**Assignment:**
Give back all of the data, word for word.

++++++++++++++++++++

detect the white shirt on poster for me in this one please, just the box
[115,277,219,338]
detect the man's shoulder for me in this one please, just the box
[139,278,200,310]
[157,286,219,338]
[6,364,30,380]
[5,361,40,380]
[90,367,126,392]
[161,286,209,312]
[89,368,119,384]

++++++++++++++++++++

**Your solution:**
detect the white shirt on poster for me in this one please, just the box
[115,277,219,338]
detect the man's shoulder for me in this one please, just the box
[139,278,200,310]
[157,286,219,338]
[6,364,30,380]
[5,361,40,380]
[90,367,126,392]
[161,286,209,312]
[89,368,119,384]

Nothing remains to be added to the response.